Data for this task -
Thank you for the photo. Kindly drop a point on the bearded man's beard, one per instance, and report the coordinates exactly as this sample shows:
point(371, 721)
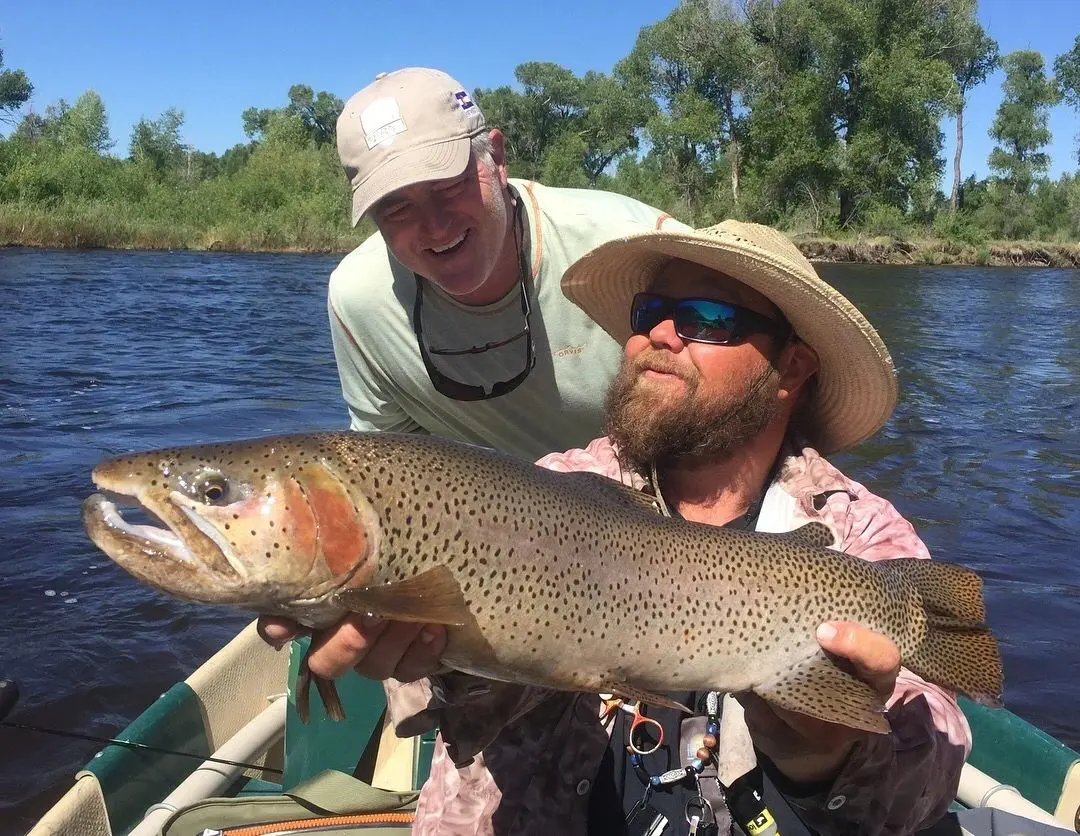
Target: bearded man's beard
point(648, 426)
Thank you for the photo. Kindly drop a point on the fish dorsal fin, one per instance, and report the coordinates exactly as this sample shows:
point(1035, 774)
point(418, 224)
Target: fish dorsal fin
point(595, 484)
point(811, 534)
point(821, 689)
point(431, 597)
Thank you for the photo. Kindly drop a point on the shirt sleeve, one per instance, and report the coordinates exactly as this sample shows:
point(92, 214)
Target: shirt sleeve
point(893, 783)
point(367, 394)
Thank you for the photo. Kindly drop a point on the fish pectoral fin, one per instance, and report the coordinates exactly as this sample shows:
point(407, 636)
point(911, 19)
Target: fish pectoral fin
point(821, 689)
point(631, 693)
point(431, 597)
point(811, 534)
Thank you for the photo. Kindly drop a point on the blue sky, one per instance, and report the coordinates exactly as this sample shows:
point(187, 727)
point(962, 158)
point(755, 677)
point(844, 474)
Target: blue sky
point(213, 59)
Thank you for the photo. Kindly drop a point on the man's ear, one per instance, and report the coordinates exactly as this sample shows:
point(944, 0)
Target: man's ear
point(798, 363)
point(499, 153)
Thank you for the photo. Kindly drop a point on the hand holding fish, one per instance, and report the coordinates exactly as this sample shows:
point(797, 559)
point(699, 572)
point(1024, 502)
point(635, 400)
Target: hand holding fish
point(375, 648)
point(808, 750)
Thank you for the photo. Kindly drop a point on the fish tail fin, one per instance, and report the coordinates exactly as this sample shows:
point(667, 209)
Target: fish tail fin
point(958, 650)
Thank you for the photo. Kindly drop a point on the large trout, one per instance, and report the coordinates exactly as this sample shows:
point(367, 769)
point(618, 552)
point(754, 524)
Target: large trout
point(565, 580)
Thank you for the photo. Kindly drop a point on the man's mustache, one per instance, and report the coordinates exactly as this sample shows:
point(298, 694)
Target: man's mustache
point(653, 361)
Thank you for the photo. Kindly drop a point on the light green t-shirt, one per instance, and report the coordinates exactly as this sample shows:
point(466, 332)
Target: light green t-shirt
point(558, 405)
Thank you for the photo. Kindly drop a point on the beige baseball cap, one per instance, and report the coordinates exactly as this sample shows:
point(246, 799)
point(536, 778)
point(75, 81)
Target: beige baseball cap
point(407, 126)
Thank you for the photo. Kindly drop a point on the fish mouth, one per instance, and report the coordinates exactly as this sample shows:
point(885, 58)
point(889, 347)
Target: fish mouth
point(176, 552)
point(105, 507)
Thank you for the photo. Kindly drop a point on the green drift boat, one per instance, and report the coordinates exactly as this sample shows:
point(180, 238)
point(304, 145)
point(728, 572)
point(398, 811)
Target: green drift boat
point(240, 705)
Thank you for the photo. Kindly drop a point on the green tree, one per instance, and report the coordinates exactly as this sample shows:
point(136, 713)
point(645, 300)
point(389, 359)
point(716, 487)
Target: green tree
point(972, 55)
point(85, 124)
point(157, 143)
point(847, 103)
point(15, 91)
point(1067, 72)
point(696, 65)
point(318, 112)
point(1021, 124)
point(562, 129)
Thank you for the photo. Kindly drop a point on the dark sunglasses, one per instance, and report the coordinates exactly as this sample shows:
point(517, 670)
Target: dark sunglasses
point(456, 389)
point(701, 320)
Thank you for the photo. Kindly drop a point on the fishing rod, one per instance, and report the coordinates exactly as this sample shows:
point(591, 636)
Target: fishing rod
point(9, 696)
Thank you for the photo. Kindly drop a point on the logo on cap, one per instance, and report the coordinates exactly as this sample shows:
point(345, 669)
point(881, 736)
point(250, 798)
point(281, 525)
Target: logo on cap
point(381, 121)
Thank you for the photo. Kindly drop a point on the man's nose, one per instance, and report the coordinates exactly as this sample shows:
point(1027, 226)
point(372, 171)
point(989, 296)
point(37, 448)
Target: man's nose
point(663, 335)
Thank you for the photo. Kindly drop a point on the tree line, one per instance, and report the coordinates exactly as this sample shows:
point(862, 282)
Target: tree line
point(814, 116)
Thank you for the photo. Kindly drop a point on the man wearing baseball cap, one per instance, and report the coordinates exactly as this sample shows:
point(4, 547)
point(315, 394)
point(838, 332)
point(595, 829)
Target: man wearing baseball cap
point(450, 319)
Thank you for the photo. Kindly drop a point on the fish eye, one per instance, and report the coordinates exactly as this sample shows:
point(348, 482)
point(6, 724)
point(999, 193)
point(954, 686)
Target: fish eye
point(212, 488)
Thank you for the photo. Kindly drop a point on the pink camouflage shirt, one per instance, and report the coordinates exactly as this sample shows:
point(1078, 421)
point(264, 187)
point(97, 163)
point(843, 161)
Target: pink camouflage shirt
point(522, 759)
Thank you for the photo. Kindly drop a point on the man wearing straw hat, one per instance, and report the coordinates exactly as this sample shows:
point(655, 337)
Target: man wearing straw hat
point(741, 368)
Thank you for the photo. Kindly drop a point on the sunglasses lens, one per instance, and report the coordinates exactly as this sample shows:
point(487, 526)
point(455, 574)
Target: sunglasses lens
point(646, 312)
point(705, 321)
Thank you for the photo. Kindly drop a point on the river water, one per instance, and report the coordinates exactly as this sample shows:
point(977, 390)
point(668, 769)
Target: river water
point(103, 352)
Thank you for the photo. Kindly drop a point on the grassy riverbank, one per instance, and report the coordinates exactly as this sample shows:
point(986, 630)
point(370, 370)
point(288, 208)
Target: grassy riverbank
point(103, 226)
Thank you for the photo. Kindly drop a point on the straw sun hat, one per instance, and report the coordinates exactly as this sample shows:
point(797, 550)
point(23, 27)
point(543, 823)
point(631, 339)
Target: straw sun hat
point(856, 382)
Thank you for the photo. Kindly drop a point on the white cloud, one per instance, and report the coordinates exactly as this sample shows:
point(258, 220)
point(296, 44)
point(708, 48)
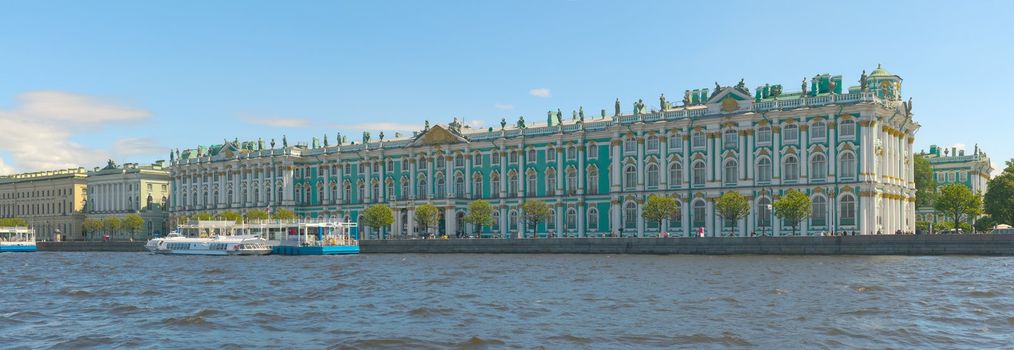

Activity - Output nothing except an exact copy of the records above, with the images left out.

Your response -
Thank you for the photo. Kindly drop a point on the bearded man's beard, one per instance, and report the coordinates exactly as this sample shows:
point(371, 721)
Target: bearded man's beard
point(648, 426)
Thank you for the photo. Kindly drop a point on the fish dorsal fin, one per instance, and report the coordinates exactly as this sample shows:
point(1035, 774)
point(418, 224)
Target: fish dorsal fin
point(595, 484)
point(811, 534)
point(821, 689)
point(431, 597)
Thank you for the photo. Kindly drop a point on the shirt sleeve, one per instance, and report the coordinates exactly as this sample shows:
point(92, 214)
Target: shirt sleeve
point(893, 783)
point(367, 394)
Thank you for the photo. Kindly drop a point on the fish pectoral fin, one per instance, and report the coordinates exactly as this sample shows:
point(407, 636)
point(911, 19)
Target: fish pectoral fin
point(821, 689)
point(631, 693)
point(431, 597)
point(811, 534)
Thank you for the photo. Kindly drop a point on the blue sky, one per instance, and report the coordinates exactly as this sample shows:
point(187, 727)
point(962, 158)
point(755, 677)
point(844, 474)
Target: blue sky
point(213, 59)
Thank you for the photo. Kindly drop a point on the man's ear, one per instance, and report the coordinates exactly as this sample shows:
point(944, 0)
Target: man's ear
point(798, 363)
point(499, 153)
Thank you for the photo. Kindly drop a point on the hand holding fish, one per instance, and report the coordinates exactly as this sample shows:
point(797, 559)
point(699, 572)
point(1024, 502)
point(635, 400)
Target: hand holding fish
point(375, 648)
point(808, 750)
Thank you for the photo. Kindly drop a point on the fish tail fin, one per instance, and report the coordinates exactly as this sample shows:
point(667, 209)
Target: fish tail fin
point(958, 650)
Thank you for the photo. Kindly drop a point on the large trout, one per instance, and report the coordinates exactly as this sample shows:
point(367, 769)
point(618, 552)
point(754, 524)
Target: large trout
point(565, 580)
Thank you for the photo. Kindly drop a point on the man's mustache, one per instance, and report the coordinates exactly as this sample shows:
point(298, 694)
Target: man's mustache
point(653, 361)
Thank you for the photo. Kindly drop a point on the light green t-shirt, one per instance, and report the coordinates exactly as this sample shows:
point(466, 332)
Target: light green t-shirt
point(558, 405)
Thank you for the photo. Kindly drop a point on the beige baseball cap, one per instance, and report the coordinates exactly as this sample shows:
point(246, 799)
point(536, 778)
point(75, 81)
Target: beige baseball cap
point(407, 126)
Thank you for the photo. Kindly drop a point on the fish mouth, one per instance, and report the coordinates exactly as this sample shows:
point(885, 58)
point(889, 347)
Target: fish mouth
point(176, 552)
point(105, 507)
Thank you for the photo. Kindly drop a point on the green drift boat, one per instance, and report the coordinates exactly as this sample shows:
point(180, 238)
point(304, 145)
point(728, 572)
point(398, 811)
Target: green drift boat
point(240, 705)
Thank you for the photo. Kindly drop a point on the green tree, one per instance, and report the coordinates exactly as this sample shows:
point(136, 713)
point(645, 300)
point(389, 359)
point(716, 487)
Target: green tree
point(972, 55)
point(85, 124)
point(157, 143)
point(847, 103)
point(15, 91)
point(1067, 72)
point(696, 65)
point(318, 112)
point(1021, 124)
point(562, 129)
Thank you for the photo. Kindly drop a point on the dark sunglasses, one per instance, and report the coordinates exactly as this sample shows:
point(517, 670)
Target: dark sunglasses
point(456, 389)
point(701, 320)
Thank you for the photo. Kindly drop a point on the fishing rod, one per instance, and report the coordinates exactly as this sample shows:
point(591, 636)
Target: fishing rod
point(9, 696)
Thank you for the photo. Kindly drop a point on the logo on cap, one per instance, and report the coordinates exactly as this sample shows:
point(345, 669)
point(881, 736)
point(250, 798)
point(281, 525)
Target: logo on cap
point(381, 121)
Thank you for the photo. Kindly drop a point on the man's nose, one per instance, and report the coordinates exactly as this sample shows:
point(1027, 226)
point(372, 171)
point(989, 296)
point(37, 448)
Target: man's nose
point(663, 335)
Thank you for the photo. Kindly drop a point on the tree line, one per instance, and report the coordinates exactly as this sample shows:
point(862, 282)
Target: tree line
point(814, 116)
Thank you for the photo. Kindly drop a point on the man wearing baseball cap, one per instance, and report the coordinates exactly as this sample shows:
point(4, 547)
point(315, 394)
point(838, 332)
point(595, 829)
Target: man wearing baseball cap
point(450, 319)
Thank you for the photo. Kindly drop a point on the fish eye, one per instance, and report the coordinates exactly as this sample shows:
point(348, 482)
point(6, 724)
point(999, 193)
point(954, 686)
Target: fish eye
point(212, 488)
Thank you for the photo. Kindly drop a point on the pink camouflage shirt, one per instance, and report the coordinates exactly as this sample shows:
point(1078, 421)
point(264, 187)
point(97, 163)
point(843, 161)
Target: pink camouflage shirt
point(522, 759)
Thank you for the photo. Kindly drop a point on the man wearing straw hat, one per instance, and report the coordinates exactly as this sample shows:
point(655, 337)
Target: man wearing straw hat
point(741, 368)
Thank you for the photo. Kindly drop a point on the sunglasses lens, one per instance, and report the coordinates exactly as this sample shows:
point(487, 526)
point(455, 574)
Target: sunglasses lens
point(646, 312)
point(705, 321)
Thank you for the photo. Kindly drop a point on the river water, one per instance, and report the coordinates exactly as this sample shows:
point(977, 390)
point(668, 769)
Target: river water
point(103, 352)
Thank you for the photo. Kindly drop a point on the grassy riverbank, one per instance, and report the coordinates exactly as this sample shows:
point(986, 630)
point(370, 370)
point(288, 208)
Target: grassy riverbank
point(103, 226)
Thank you for the photo. Kindly drop a point on the straw sun hat, one per instance, and report the coordinates exactly as this sample shows:
point(797, 550)
point(23, 27)
point(543, 823)
point(631, 339)
Target: straw sun hat
point(856, 382)
Thank you for the photo. Kindly drop a point on the white cloud, one per instance, and report the coordinates exactly as this sample shows:
point(258, 220)
point(296, 44)
point(708, 48)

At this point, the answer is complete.